* Problem statement *
Wherever the string "grass" occurs in a line of these records, report that line.

──────────────────────────────

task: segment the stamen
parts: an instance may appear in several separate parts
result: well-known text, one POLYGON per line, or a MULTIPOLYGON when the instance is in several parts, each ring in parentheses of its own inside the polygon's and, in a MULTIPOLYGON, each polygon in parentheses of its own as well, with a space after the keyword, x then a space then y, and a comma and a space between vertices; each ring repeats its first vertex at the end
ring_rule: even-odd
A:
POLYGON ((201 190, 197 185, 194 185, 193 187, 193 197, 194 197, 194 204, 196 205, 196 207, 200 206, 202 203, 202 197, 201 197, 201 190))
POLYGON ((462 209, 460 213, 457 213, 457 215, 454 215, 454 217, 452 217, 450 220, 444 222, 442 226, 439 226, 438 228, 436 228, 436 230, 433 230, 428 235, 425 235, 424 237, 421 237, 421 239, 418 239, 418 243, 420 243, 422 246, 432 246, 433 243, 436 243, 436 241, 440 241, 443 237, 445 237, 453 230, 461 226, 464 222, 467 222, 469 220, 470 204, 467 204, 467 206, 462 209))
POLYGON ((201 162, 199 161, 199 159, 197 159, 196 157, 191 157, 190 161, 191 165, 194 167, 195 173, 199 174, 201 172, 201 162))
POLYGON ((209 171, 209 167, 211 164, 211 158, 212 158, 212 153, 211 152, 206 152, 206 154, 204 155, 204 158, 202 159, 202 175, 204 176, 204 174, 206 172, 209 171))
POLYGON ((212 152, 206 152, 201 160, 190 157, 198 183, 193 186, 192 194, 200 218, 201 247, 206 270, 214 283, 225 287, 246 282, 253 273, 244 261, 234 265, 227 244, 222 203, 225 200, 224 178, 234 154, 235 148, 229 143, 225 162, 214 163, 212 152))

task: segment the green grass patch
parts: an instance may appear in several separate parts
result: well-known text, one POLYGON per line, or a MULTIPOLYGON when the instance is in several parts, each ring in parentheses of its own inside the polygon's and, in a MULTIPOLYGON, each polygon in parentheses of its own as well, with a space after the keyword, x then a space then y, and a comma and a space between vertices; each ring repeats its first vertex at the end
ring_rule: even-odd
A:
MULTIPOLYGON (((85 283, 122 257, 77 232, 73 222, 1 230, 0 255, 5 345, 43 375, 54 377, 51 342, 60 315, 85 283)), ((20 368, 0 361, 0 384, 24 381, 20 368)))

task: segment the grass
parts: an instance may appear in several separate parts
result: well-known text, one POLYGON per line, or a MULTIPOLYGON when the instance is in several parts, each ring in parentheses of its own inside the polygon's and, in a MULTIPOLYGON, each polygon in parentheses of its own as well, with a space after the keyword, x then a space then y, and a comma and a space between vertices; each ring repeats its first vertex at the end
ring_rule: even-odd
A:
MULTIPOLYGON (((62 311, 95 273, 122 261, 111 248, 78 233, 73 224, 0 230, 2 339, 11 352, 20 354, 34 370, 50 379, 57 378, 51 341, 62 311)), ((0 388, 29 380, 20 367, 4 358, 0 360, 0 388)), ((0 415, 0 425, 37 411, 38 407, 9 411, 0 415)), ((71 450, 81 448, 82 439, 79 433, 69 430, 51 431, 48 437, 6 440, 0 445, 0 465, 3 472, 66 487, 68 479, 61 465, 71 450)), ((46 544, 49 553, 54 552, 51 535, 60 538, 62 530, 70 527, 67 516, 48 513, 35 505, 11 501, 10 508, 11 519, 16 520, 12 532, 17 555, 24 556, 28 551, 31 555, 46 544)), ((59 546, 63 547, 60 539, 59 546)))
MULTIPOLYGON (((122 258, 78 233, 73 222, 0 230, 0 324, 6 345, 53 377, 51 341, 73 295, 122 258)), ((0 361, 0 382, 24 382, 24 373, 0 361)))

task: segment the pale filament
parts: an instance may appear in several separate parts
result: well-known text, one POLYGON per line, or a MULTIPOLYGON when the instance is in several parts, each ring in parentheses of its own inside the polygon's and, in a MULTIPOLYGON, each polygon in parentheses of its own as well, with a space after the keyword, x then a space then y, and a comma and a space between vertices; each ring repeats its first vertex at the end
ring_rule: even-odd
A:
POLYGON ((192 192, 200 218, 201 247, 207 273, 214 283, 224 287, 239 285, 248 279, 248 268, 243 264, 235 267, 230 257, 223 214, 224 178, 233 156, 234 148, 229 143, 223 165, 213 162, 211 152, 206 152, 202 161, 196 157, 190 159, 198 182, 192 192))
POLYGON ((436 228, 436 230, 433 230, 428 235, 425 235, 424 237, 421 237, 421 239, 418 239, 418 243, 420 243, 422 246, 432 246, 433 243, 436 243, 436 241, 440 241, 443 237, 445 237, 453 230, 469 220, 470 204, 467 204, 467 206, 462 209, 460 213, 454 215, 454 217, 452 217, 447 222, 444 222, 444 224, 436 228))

──────────────────────────────

* Answer for this exercise *
task: segment the green grass patch
task: segment the grass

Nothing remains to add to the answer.